**SHORT TASK:** Return every line of the listing below that contains the string "reflection", treating uppercase and lowercase as different.

**INPUT MATERIAL:**
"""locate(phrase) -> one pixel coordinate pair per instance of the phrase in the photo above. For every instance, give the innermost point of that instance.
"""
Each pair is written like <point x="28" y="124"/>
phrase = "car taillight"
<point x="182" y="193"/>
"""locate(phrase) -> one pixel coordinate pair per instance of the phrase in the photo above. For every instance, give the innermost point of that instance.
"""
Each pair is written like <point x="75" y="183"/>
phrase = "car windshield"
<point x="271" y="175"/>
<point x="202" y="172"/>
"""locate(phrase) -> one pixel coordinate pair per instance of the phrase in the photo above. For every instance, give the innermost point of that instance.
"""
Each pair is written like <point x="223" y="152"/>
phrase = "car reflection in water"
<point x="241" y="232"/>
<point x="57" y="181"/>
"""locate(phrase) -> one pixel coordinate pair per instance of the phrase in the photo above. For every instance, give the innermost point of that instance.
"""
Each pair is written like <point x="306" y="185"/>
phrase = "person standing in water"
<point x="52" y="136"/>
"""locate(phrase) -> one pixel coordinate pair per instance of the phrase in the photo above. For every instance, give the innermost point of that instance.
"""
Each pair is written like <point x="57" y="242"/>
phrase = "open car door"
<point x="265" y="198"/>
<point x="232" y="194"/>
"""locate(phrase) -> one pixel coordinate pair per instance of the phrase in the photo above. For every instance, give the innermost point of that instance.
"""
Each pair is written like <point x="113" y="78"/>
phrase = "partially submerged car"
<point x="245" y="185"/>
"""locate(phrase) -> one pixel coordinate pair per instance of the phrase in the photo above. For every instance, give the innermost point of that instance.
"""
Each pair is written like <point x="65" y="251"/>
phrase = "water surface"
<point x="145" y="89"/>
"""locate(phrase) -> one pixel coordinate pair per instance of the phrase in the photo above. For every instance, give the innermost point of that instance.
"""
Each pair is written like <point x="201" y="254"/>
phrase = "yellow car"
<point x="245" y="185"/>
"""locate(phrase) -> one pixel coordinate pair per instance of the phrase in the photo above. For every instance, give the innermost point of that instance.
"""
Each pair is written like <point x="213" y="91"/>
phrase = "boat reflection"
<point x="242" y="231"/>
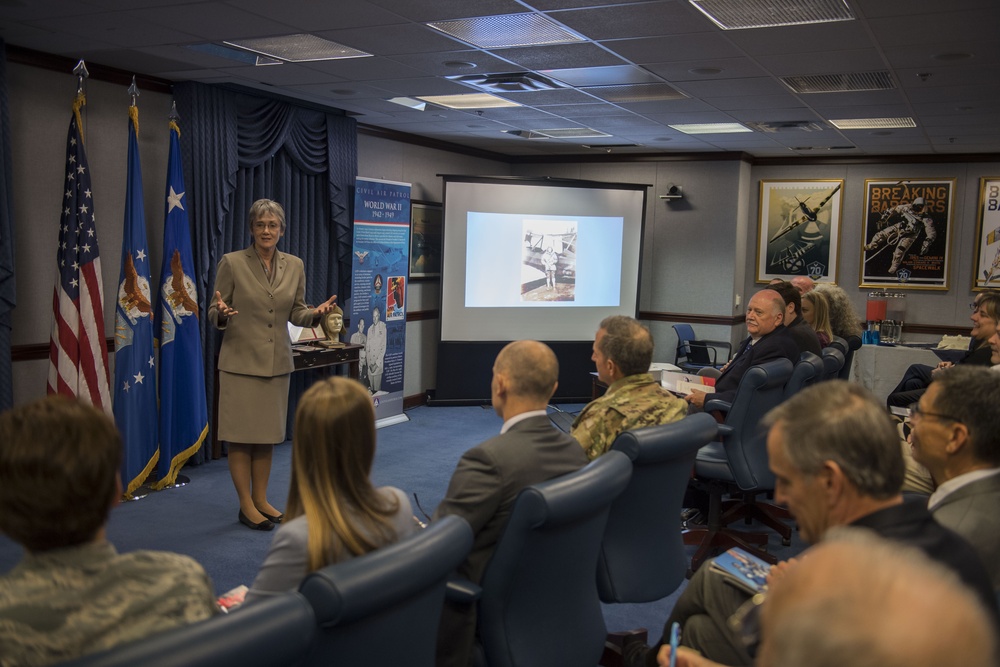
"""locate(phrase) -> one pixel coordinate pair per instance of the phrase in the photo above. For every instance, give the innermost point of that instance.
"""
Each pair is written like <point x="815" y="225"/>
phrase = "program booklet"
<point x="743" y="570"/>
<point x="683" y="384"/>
---
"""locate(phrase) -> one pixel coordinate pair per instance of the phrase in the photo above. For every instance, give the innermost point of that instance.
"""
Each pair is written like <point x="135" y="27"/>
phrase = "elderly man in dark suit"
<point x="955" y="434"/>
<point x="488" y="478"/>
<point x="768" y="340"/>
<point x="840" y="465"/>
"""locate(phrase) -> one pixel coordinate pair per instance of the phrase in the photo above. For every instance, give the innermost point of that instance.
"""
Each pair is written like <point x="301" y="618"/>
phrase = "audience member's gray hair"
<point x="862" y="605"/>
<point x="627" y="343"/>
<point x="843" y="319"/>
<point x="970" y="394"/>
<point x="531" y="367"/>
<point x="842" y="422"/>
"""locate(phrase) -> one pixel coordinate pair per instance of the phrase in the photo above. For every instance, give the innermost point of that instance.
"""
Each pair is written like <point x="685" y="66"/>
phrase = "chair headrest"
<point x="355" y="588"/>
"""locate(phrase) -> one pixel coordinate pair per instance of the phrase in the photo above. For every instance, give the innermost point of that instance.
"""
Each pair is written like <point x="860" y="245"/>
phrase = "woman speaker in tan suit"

**CORRECT OUTPUT:**
phrase = "car reflection in water"
phrase = "boat reflection"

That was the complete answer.